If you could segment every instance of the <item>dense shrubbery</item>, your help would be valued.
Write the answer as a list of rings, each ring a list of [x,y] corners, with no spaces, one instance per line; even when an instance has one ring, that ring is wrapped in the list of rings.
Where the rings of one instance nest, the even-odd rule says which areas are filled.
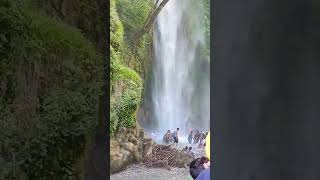
[[[116,8],[125,29],[124,36],[130,38],[140,30],[153,6],[151,0],[117,0]]]
[[[64,22],[81,29],[86,38],[94,42],[99,51],[103,49],[104,0],[23,0],[27,6],[41,9],[51,17],[58,17]]]
[[[152,35],[145,34],[137,44],[136,33],[142,29],[153,6],[151,0],[117,0],[116,8],[124,29],[123,62],[145,79],[151,63]]]
[[[0,179],[81,179],[102,58],[79,30],[32,12],[0,0]]]
[[[140,30],[152,1],[111,0],[111,121],[110,132],[136,123],[143,82],[152,53],[152,38],[146,34],[134,45],[134,34]]]
[[[111,47],[110,133],[135,124],[135,111],[141,99],[142,79],[119,61]]]
[[[141,99],[142,80],[140,76],[123,63],[123,27],[116,11],[115,1],[111,1],[111,111],[110,133],[120,127],[135,124],[135,112]]]

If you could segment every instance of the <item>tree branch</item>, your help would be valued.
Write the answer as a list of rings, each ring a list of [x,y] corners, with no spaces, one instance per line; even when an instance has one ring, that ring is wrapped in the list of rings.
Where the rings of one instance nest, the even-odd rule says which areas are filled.
[[[62,3],[63,2],[60,2],[60,5],[58,5],[59,8],[57,7],[57,5],[56,5],[56,3],[54,1],[49,0],[49,3],[51,5],[51,8],[56,12],[57,16],[59,16],[61,19],[64,19],[65,16],[61,12],[61,8],[62,8]]]
[[[139,42],[140,38],[146,34],[150,32],[150,29],[155,21],[155,19],[157,18],[157,16],[159,15],[159,13],[161,12],[161,10],[163,9],[163,7],[169,2],[169,0],[163,0],[161,1],[161,3],[158,5],[159,0],[156,1],[155,5],[153,6],[152,10],[150,11],[148,18],[146,19],[143,28],[138,31],[135,34],[135,44]]]

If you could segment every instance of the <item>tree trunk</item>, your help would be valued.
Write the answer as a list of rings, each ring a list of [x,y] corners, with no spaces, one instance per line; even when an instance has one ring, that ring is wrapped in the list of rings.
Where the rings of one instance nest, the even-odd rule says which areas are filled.
[[[157,16],[159,15],[159,13],[161,12],[161,10],[163,9],[163,7],[169,2],[169,0],[163,0],[161,1],[161,3],[159,4],[159,6],[157,7],[158,1],[154,4],[151,12],[149,13],[148,18],[146,19],[143,28],[138,31],[134,36],[134,42],[135,44],[137,44],[140,40],[140,38],[146,34],[150,32],[150,29],[155,21],[155,19],[157,18]]]

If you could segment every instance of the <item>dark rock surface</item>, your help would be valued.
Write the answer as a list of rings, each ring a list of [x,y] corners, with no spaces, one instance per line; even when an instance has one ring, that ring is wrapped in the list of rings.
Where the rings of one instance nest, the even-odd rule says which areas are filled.
[[[319,3],[213,9],[213,179],[320,178]]]

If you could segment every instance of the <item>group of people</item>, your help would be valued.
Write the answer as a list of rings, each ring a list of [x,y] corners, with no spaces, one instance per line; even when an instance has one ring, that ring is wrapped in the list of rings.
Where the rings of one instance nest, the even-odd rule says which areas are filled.
[[[163,141],[166,143],[170,143],[173,141],[173,145],[177,147],[179,142],[179,128],[177,128],[177,130],[173,133],[171,133],[171,131],[168,130],[163,136]]]
[[[190,158],[195,159],[195,155],[192,152],[191,146],[190,147],[186,146],[182,151],[186,152]]]
[[[206,133],[206,155],[194,159],[190,165],[190,175],[195,180],[210,180],[210,132]]]
[[[200,132],[199,130],[196,130],[194,132],[193,130],[191,130],[188,137],[189,144],[192,144],[192,141],[193,141],[193,144],[196,144],[199,142],[199,148],[205,147],[206,146],[205,140],[207,136],[208,136],[208,132],[204,133],[203,131]]]
[[[177,128],[173,133],[168,130],[164,136],[163,141],[166,143],[171,143],[177,147],[179,142],[179,128]],[[189,144],[197,144],[199,143],[200,148],[206,147],[206,143],[208,147],[206,147],[206,156],[202,156],[201,158],[196,158],[194,152],[192,151],[192,147],[186,146],[183,151],[187,153],[187,155],[193,159],[193,161],[189,165],[190,175],[195,180],[209,180],[210,179],[210,134],[208,132],[203,132],[199,130],[190,131],[188,137]]]
[[[152,136],[156,136],[156,133],[159,131],[153,132]],[[179,142],[179,128],[177,128],[173,133],[170,130],[163,136],[163,141],[165,143],[172,143],[175,147],[178,146]],[[189,164],[190,175],[194,180],[209,180],[210,179],[210,133],[203,132],[199,130],[190,130],[188,137],[189,144],[197,144],[199,143],[199,148],[206,149],[206,156],[202,156],[201,158],[196,158],[194,152],[192,151],[192,147],[186,146],[183,151],[187,153],[187,155],[193,159],[193,161]],[[206,146],[207,145],[207,146]]]

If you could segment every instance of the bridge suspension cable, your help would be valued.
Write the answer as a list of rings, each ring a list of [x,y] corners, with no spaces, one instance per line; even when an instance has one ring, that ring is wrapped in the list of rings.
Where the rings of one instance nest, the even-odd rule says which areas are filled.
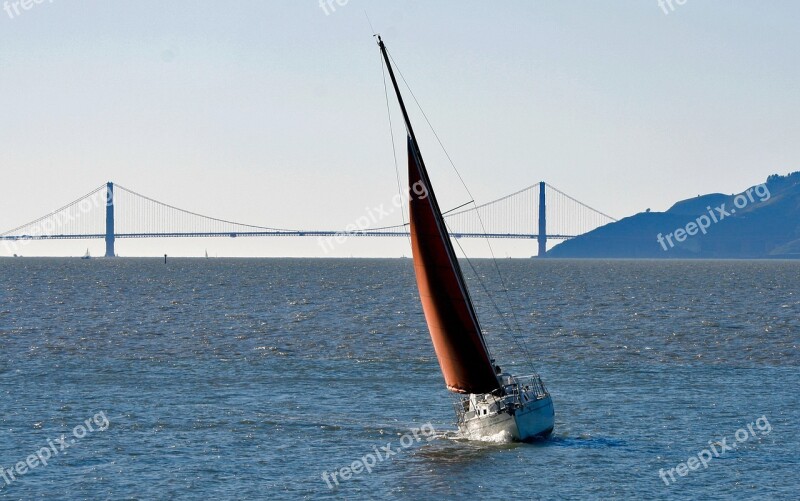
[[[546,201],[547,239],[567,239],[615,219],[537,183],[491,202],[457,206],[444,219],[456,238],[535,239],[540,233],[541,196]],[[115,189],[114,189],[115,188]],[[108,194],[113,193],[109,202]],[[109,216],[112,224],[109,225]],[[406,236],[407,224],[343,230],[287,229],[239,223],[181,209],[121,185],[98,186],[82,197],[33,221],[0,233],[0,240],[232,236]]]
[[[44,239],[55,235],[100,237],[105,218],[105,188],[106,185],[102,184],[42,217],[0,233],[0,238],[17,236]]]
[[[249,232],[294,232],[285,228],[273,228],[254,224],[237,223],[226,219],[205,216],[181,209],[173,205],[159,202],[153,198],[137,193],[122,185],[116,184],[114,204],[118,213],[116,221],[117,236],[139,234],[178,235],[195,234],[228,234]]]

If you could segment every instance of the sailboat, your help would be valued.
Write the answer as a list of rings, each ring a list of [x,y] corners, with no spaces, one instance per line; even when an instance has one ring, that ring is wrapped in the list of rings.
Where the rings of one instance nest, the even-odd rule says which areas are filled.
[[[377,39],[407,132],[409,232],[417,288],[445,386],[459,395],[459,430],[474,440],[546,437],[555,423],[553,400],[538,374],[505,373],[489,354],[386,45],[380,35]]]
[[[81,259],[91,259],[92,256],[89,254],[89,249],[86,249],[86,254],[81,257]]]

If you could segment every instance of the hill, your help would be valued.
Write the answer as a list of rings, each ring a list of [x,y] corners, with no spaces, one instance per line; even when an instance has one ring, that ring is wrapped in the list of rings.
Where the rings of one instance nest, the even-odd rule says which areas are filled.
[[[547,257],[800,258],[800,172],[624,218],[553,247]]]

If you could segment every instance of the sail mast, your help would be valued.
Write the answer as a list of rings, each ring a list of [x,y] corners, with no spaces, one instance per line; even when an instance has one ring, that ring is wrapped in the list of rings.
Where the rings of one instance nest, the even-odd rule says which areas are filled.
[[[389,70],[408,132],[409,211],[414,268],[436,356],[449,390],[489,393],[498,389],[500,384],[386,46],[380,36],[378,46]],[[418,185],[422,187],[421,193],[416,189]]]
[[[400,109],[403,112],[403,120],[405,120],[406,122],[406,130],[408,131],[408,135],[414,142],[414,144],[417,144],[417,136],[414,135],[414,128],[411,127],[411,120],[409,120],[408,118],[406,105],[403,102],[403,95],[400,94],[400,87],[397,85],[397,79],[394,77],[394,70],[392,70],[392,64],[389,62],[389,54],[386,52],[386,45],[384,45],[380,35],[378,35],[378,47],[380,47],[381,49],[383,60],[386,63],[386,69],[389,70],[389,77],[392,79],[392,86],[394,87],[394,93],[397,95],[397,101],[400,103]]]

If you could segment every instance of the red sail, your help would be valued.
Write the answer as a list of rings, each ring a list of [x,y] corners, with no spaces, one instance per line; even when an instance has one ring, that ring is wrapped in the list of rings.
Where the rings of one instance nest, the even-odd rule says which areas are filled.
[[[417,287],[445,384],[458,393],[489,393],[500,385],[424,162],[411,137],[408,183]]]

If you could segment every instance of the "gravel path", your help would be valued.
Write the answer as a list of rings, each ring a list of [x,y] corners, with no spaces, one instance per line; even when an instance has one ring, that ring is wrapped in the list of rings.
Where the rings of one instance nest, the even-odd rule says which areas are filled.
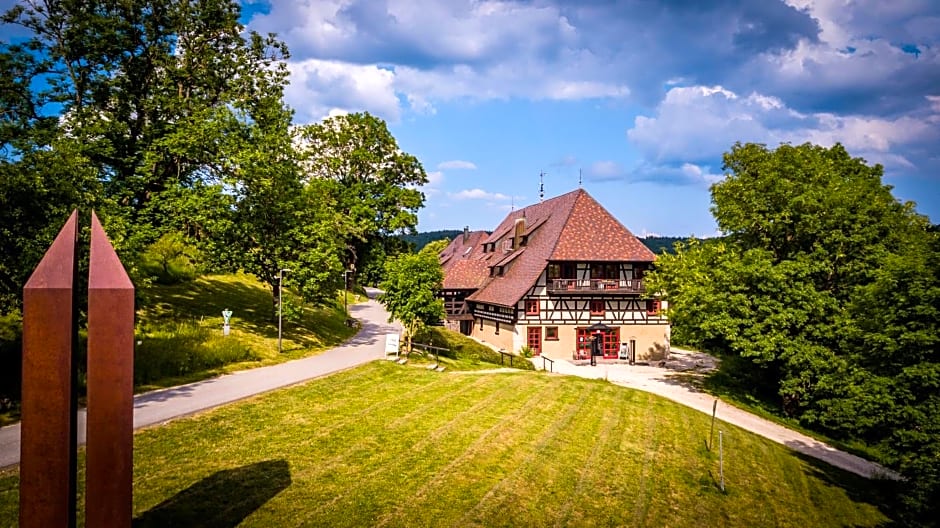
[[[369,291],[373,297],[376,292]],[[255,394],[295,385],[385,357],[385,334],[400,327],[387,323],[388,313],[370,300],[349,307],[362,329],[349,341],[322,354],[270,367],[242,370],[188,385],[160,389],[134,397],[134,429],[162,424]],[[78,442],[85,442],[85,411],[78,415]],[[20,461],[19,424],[0,428],[0,468]]]
[[[542,361],[538,358],[535,358],[534,363],[536,368],[542,368]],[[696,388],[694,380],[714,366],[714,358],[706,354],[673,348],[665,367],[627,364],[600,364],[592,367],[555,360],[554,371],[583,378],[606,379],[617,385],[663,396],[711,415],[715,397]],[[875,462],[845,453],[809,436],[720,401],[717,417],[856,475],[866,478],[898,478],[896,473]]]

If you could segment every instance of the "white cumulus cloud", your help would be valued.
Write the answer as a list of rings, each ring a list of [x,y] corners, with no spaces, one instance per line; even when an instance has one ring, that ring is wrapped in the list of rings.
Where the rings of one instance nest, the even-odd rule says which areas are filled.
[[[438,163],[437,168],[440,170],[447,170],[447,169],[475,170],[477,166],[472,161],[448,160],[448,161],[442,161]]]
[[[450,197],[457,200],[509,200],[510,197],[502,193],[492,193],[483,189],[464,189],[450,193]]]

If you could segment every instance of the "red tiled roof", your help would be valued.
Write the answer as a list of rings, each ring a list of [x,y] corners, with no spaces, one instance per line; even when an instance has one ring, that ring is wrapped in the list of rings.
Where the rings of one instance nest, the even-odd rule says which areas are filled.
[[[441,251],[441,267],[444,268],[444,289],[471,290],[479,288],[489,276],[489,255],[483,253],[483,241],[489,236],[486,231],[472,231],[457,235]]]
[[[503,261],[507,267],[504,274],[497,277],[489,277],[488,271],[484,269],[479,289],[467,300],[514,306],[535,284],[549,260],[652,262],[656,258],[652,251],[583,189],[513,211],[492,235],[481,239],[476,246],[511,237],[516,220],[520,218],[525,219],[524,234],[528,237],[526,246],[522,250],[515,250],[516,255],[512,259],[508,258],[509,252],[504,251],[501,244],[496,245],[494,252],[472,258],[486,266]],[[477,249],[474,247],[473,253]],[[450,255],[456,257],[456,251],[459,251],[457,247],[451,253],[445,250],[441,254],[442,260]],[[445,287],[448,287],[448,274],[452,273],[448,270],[454,270],[452,284],[472,282],[464,280],[462,276],[458,278],[458,275],[468,272],[461,270],[458,273],[455,262],[453,257],[447,259],[444,268]],[[480,278],[478,268],[475,268],[473,274],[475,279]]]
[[[444,273],[445,290],[475,290],[489,276],[485,260],[458,260]]]
[[[591,195],[582,192],[549,260],[653,262],[656,255]]]

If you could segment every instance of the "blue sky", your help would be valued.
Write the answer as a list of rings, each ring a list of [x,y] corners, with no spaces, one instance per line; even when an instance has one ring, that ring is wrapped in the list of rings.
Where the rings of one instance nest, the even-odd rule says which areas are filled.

########################################

### [TRY IT]
Within the records, count the lines that include the word "tree". Answer with the number only.

### [WRITTEN REPLY]
2